PROBLEM DETAILS: Return everything from the line containing "task: mark the region of the metal" down to the end of the records, both ends included, copied exactly as it stands.

[start EXTRACTED DATA]

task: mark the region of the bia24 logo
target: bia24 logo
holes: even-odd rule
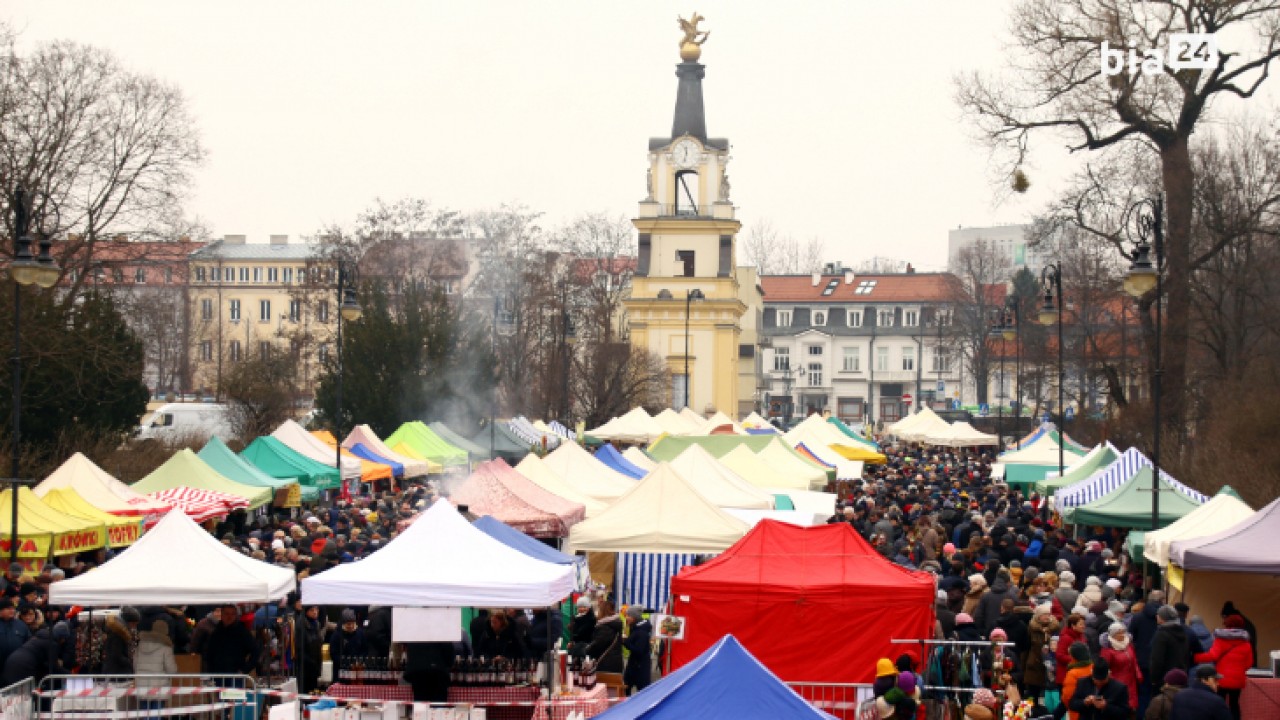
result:
[[[1169,36],[1167,50],[1112,49],[1106,41],[1098,47],[1098,63],[1105,77],[1160,74],[1181,69],[1212,69],[1217,65],[1217,38],[1207,32],[1180,32]]]

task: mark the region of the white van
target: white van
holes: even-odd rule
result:
[[[227,405],[220,402],[170,402],[161,405],[155,413],[142,418],[138,438],[209,439],[218,436],[223,439],[232,434]]]

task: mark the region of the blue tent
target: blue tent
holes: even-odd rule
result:
[[[644,469],[636,468],[630,460],[627,460],[626,457],[622,456],[621,452],[618,452],[618,448],[613,447],[609,443],[602,445],[600,450],[595,451],[595,459],[628,478],[643,480],[644,477],[649,474],[644,471]]]
[[[355,455],[356,457],[364,457],[365,460],[369,460],[370,462],[381,462],[383,465],[389,465],[390,469],[392,469],[392,475],[394,475],[397,478],[403,478],[404,477],[404,465],[402,462],[397,462],[397,461],[390,460],[388,457],[383,457],[381,455],[378,455],[372,450],[369,450],[367,447],[365,447],[364,443],[357,442],[356,445],[348,447],[347,452]]]
[[[832,719],[769,673],[768,667],[746,652],[733,635],[724,635],[689,665],[596,717],[600,720]]]

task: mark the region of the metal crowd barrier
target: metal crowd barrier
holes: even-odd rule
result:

[end EXTRACTED DATA]

RESPONSE TO THIS EXERCISE:
task: mark the region of the metal crowd barrier
target: metal crowd barrier
holes: even-odd rule
result:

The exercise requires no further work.